(Data excerpts)
────────

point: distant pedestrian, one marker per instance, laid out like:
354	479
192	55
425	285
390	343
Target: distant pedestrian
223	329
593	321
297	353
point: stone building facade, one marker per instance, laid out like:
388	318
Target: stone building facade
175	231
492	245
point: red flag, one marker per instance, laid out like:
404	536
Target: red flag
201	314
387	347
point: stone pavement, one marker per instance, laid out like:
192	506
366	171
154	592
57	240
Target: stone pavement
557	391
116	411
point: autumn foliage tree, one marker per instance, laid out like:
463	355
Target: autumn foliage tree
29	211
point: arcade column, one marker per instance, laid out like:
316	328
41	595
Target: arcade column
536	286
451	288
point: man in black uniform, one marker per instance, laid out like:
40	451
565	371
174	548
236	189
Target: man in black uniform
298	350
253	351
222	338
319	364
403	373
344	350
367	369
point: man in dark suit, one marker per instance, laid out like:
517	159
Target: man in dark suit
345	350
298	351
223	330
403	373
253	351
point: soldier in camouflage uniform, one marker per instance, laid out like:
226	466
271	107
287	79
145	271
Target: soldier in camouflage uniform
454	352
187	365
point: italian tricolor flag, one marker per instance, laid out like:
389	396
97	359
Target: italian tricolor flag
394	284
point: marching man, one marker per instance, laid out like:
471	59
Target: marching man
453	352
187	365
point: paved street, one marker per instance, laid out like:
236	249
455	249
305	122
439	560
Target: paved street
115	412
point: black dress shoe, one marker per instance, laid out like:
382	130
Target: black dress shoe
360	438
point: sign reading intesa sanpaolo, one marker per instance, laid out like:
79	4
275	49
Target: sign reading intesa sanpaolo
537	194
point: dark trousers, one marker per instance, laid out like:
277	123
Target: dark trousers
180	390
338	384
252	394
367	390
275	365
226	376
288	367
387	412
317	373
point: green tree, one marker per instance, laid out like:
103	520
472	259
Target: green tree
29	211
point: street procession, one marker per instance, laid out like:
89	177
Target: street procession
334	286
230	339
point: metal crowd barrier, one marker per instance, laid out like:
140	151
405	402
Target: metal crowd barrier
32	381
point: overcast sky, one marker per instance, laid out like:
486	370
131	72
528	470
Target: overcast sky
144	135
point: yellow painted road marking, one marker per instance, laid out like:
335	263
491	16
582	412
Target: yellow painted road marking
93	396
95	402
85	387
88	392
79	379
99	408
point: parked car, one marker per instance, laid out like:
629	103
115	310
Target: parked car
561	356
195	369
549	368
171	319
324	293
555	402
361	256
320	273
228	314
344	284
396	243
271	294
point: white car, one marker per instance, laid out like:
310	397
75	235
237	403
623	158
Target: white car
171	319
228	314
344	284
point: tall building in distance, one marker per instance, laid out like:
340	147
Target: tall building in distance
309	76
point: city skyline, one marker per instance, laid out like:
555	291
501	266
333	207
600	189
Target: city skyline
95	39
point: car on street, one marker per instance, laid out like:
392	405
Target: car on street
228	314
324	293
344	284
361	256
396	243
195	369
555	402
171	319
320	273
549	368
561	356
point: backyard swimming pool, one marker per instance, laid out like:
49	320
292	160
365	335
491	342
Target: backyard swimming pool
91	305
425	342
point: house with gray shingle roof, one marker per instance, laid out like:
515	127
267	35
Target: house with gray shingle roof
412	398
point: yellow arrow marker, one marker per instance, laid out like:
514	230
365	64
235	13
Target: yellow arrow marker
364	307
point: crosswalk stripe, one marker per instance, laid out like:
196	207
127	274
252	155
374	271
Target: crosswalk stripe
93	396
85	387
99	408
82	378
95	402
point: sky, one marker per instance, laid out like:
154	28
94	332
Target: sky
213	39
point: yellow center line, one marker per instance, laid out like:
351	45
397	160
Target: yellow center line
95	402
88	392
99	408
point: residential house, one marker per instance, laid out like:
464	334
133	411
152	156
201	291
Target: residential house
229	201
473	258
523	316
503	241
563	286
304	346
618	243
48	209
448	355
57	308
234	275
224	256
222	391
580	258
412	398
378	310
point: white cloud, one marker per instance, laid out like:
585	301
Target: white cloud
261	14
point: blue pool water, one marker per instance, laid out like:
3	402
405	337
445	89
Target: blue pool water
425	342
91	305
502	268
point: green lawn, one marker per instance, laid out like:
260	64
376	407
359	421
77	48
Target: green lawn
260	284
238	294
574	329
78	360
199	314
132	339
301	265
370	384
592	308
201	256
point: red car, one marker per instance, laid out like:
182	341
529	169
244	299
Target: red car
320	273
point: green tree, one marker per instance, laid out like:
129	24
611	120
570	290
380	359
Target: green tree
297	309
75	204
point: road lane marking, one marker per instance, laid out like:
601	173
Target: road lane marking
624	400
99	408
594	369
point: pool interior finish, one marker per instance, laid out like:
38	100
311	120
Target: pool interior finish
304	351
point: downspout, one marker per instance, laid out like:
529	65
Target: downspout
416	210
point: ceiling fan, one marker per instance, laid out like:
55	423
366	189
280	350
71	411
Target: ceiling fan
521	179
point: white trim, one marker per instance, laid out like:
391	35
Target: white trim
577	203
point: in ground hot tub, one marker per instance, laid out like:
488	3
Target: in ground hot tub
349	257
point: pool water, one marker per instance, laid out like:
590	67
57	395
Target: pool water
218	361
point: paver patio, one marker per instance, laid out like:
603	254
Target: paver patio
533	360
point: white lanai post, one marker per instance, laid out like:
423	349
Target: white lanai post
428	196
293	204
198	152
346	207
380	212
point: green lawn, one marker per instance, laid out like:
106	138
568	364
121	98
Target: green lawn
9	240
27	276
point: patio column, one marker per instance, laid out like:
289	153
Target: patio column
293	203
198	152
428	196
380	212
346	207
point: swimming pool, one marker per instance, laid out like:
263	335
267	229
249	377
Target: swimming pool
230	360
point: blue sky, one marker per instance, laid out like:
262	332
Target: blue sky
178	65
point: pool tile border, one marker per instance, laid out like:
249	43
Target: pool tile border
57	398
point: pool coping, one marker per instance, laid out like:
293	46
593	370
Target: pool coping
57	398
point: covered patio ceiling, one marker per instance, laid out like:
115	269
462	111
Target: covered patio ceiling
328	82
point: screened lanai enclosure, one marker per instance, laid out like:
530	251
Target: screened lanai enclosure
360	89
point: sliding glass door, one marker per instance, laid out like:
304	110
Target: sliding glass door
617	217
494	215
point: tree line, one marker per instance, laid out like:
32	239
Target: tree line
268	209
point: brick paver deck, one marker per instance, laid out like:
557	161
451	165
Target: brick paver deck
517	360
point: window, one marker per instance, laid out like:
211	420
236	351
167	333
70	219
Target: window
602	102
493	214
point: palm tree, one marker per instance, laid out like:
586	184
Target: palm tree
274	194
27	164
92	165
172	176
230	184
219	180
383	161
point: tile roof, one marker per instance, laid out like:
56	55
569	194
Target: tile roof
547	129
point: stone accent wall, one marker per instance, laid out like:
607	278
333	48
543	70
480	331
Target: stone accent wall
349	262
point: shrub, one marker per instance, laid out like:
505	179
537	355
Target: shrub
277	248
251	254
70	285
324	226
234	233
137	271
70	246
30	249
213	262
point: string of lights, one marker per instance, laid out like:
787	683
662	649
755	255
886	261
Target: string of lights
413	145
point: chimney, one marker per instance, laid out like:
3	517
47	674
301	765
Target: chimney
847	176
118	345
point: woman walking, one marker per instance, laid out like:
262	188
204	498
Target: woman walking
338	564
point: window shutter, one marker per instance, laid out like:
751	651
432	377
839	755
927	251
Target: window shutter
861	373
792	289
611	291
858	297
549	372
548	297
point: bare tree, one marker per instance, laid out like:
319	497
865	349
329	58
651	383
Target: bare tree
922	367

────────

(ASSIGNED TASK) Output every entry exactly as it appears.

(TASK RESULT)
point: distant pedestrian, one marker per instance, laid out like:
354	479
192	55
425	285
390	343
Target: distant pedestrian
223	329
593	321
297	353
point: stone building facade, one marker per instance, laid out like:
388	318
Target: stone building facade
175	231
492	245
point: red flag, one marker per instance, laid out like:
404	536
Target: red flag
201	314
387	347
point: stone pavement, one marker per instance, laid out like:
192	506
366	171
154	592
57	240
Target: stone pavement
557	391
116	411
point: autumn foliage tree, one marker per instance, laid out like:
463	355
Target: autumn foliage tree
29	211
point: arcade column, one marker per instance, laid out like:
316	328
41	595
Target: arcade column
536	286
451	288
point: man in black uniform, one marker per instance, laid out like:
40	451
565	371
174	548
236	189
Target: man in black uniform
298	350
253	351
222	338
319	364
403	373
344	350
367	369
point: man in dark suit, one marker per instance, laid out like:
517	159
Target: man in dark suit
345	350
298	351
223	330
403	373
253	351
point: soldier in camouflage uniform, one marker per instance, laid out like:
226	466
271	107
287	79
145	271
Target: soldier in camouflage uniform
454	352
187	365
point: italian tricolor flag, one marker per instance, laid out like:
389	396
97	359
Target: italian tricolor flag
394	284
point: marching man, one marker per instance, laid out like:
471	59
Target: marching man
453	352
187	365
point: paved street, one marker per instance, laid out like:
236	249
455	249
305	122
439	560
Target: paved street
115	412
point: black dress shoe, one marker per instance, laid out like:
382	130
Target: black dress shoe
360	438
point: sign reading intesa sanpaolo, one marker per instance, laid out like:
79	4
275	49
Target: sign reading intesa sanpaolo
537	194
point: dark trousers, one marker per instance, laid out like:
277	123
Target: dark trousers
180	390
338	384
252	394
367	390
275	365
226	376
288	367
387	412
317	373
point: green tree, one marker per instance, laid out like:
103	520
472	259
Target: green tree
29	211
point: street procession, one marker per instance, laid out like:
89	177
Target: street procession
334	286
230	339
point: metal crowd barrier, one marker per instance, laid out like:
140	151
405	402
Target: metal crowd barrier
32	381
point: overcast sky, one marker per instance, laid out like:
486	370
131	72
528	470
Target: overcast sky
144	135
point: yellow painted road marking, one marker per instance, laid out like:
335	263
491	16
582	412
Target: yellow painted road marking
93	396
95	402
85	387
88	392
79	379
99	408
point: parked car, one marker per instance, laid out like:
629	103
115	310
Target: parked car
561	356
195	369
549	368
171	319
324	293
555	402
361	256
320	273
228	314
344	284
396	243
271	294
point: white car, one marker per instance, laid out like:
310	397
75	235
237	403
623	158
Target: white car
171	319
228	314
344	284
point: tall building in distance, one marker per instance, laid out like:
340	147
Target: tall building in distance
309	76
point: city skyline, one marker per instance, laid out like:
555	291
501	266
333	207
600	189
Target: city skyline
95	39
point: car on street, one marker per instance, laid out like:
392	405
Target: car on street
228	314
324	293
344	284
361	256
396	243
195	369
555	402
171	319
320	273
549	368
561	356
point: backyard swimming pool, one marker per instance, laid out like:
49	320
292	160
365	335
491	342
Target: backyard swimming pool
91	305
425	342
point: house with gray shingle roof, one marker per instance, laid out like:
515	127
267	35
Target: house with gray shingle roof
412	398
point: yellow arrow marker, one marker per instance, laid out like:
514	230
365	64
235	13
Target: yellow arrow marker
364	307
point: crosswalk stripe, one marker per instance, laid out like:
196	207
127	274
252	155
374	271
Target: crosswalk stripe
93	396
85	387
99	408
82	378
95	402
point: sky, one marker per instance, laid out like:
154	28
94	332
Target: sky
213	39
point: yellow center line, one marker per instance, laid out like:
351	45
397	160
Target: yellow center line
95	402
88	392
99	408
point: residential house, one marker per instance, laid out like:
464	334
133	411
152	156
201	291
Target: residential house
229	201
473	258
523	316
503	241
563	286
304	346
618	243
48	209
448	355
57	308
234	275
224	256
222	391
580	258
412	398
378	310
point: white cloud, one marker per instance, laid out like:
585	301
Target: white cloud
261	14
point: blue pool water, one marker per instance, laid out like:
3	402
405	337
445	89
Target: blue pool water
425	342
91	305
502	268
point: green lawn, one marker per instance, laid out like:
260	64
376	407
359	421
77	48
Target: green lawn
260	284
238	294
574	329
78	360
199	314
132	339
301	265
370	384
592	308
201	256
point: red car, one marker per instance, laid out like:
182	341
529	169
244	299
Target: red car
320	273
point: green tree, one marker per instance, laid out like:
129	24
611	120
570	290
380	359
Target: green tree
297	309
75	204
point: road lane marking, one marker per instance, laid out like:
601	173
Target: road lane marking
624	400
99	408
594	369
point: pool interior finish, one marker per instance, laid out like:
38	100
311	120
Target: pool interior finish
304	351
point: downspout, one marker per instance, laid out like:
529	65
Target: downspout
416	210
point: ceiling fan, one marker per instance, laid out like:
55	423
366	189
280	350
71	411
Target: ceiling fan
521	179
point: white trim, one marker per instance, laid out like:
391	35
Target: white trim
577	203
point: in ground hot tub, one marker per instance, laid out like:
488	3
Target: in ground hot tub
349	257
point: pool water, one marker per instance, laid out like:
590	67
57	395
Target: pool water
218	361
point: paver patio, one marker per instance, laid out like:
603	254
Target: paver patio
533	360
point: white lanai post, one marker per instance, laid out like:
423	349
Target: white lanai post
428	196
293	204
198	152
346	207
380	212
point: green lawn, one marker per instance, laid out like:
106	138
568	364
121	98
Target: green lawn
9	240
27	276
point: patio column, one marker per instance, laid out like:
289	153
Target: patio column
293	203
198	152
428	196
380	212
346	207
point: swimming pool, one marker per instance, laid out like:
263	335
267	229
249	377
Target: swimming pool
230	360
point: blue sky, one marker per instance, laid out like:
262	332
Target: blue sky
178	65
point: pool tile border, one marker per instance, laid out like:
249	43
Target: pool tile border
57	398
point: pool coping, one marker per instance, laid out like:
293	46
593	370
Target: pool coping
57	398
point: covered patio ceiling, one marker per instance, laid out like:
115	269
462	111
Target: covered patio ceiling
328	82
point: screened lanai enclosure, one marker per instance, laid out like:
530	251
Target: screened lanai enclosure
360	89
point: sliding glass door, one marker per instance, laid out like:
304	110
Target: sliding glass door
617	217
494	215
point: tree line, one marker per instance, laid out like:
32	239
Target: tree line
268	209
point: brick paver deck, one marker per instance, laid out like:
557	161
451	165
Target: brick paver deck
517	360
point: window, one marker per instance, laid out like:
211	420
236	351
167	333
70	219
Target: window
602	102
493	214
point: palm tree, one marker per instance, laid out like:
586	184
Target: palm tree
274	194
27	164
92	165
172	176
230	184
219	180
383	161
point: tile roof, one marker per instance, laid out like:
56	55
569	194
Target: tile roof
547	129
point: stone accent wall, one marker per instance, laid out like:
607	278
333	48
543	70
480	331
Target: stone accent wall
349	262
point: shrub, one marker per instance, laid out like:
505	179
537	355
Target: shrub
277	248
251	254
70	285
324	226
234	233
137	271
70	246
30	249
213	262
point: string of lights, one marker per instance, laid out like:
787	683
662	649
755	255
886	261
Target: string of lights
413	145
point: chimney, one marker per instance, laid out like:
3	517
47	674
301	765
Target: chimney
847	176
118	345
point: woman walking, one marker per instance, laid out like:
262	188
204	498
Target: woman walking
338	564
point: window shutter, one marker per instance, laid out like:
751	651
432	377
839	755
927	251
Target: window shutter
861	373
792	289
611	291
858	297
549	372
548	297
point: bare tree, one marker per instance, laid out like:
319	497
865	349
329	58
651	383
Target: bare tree
922	367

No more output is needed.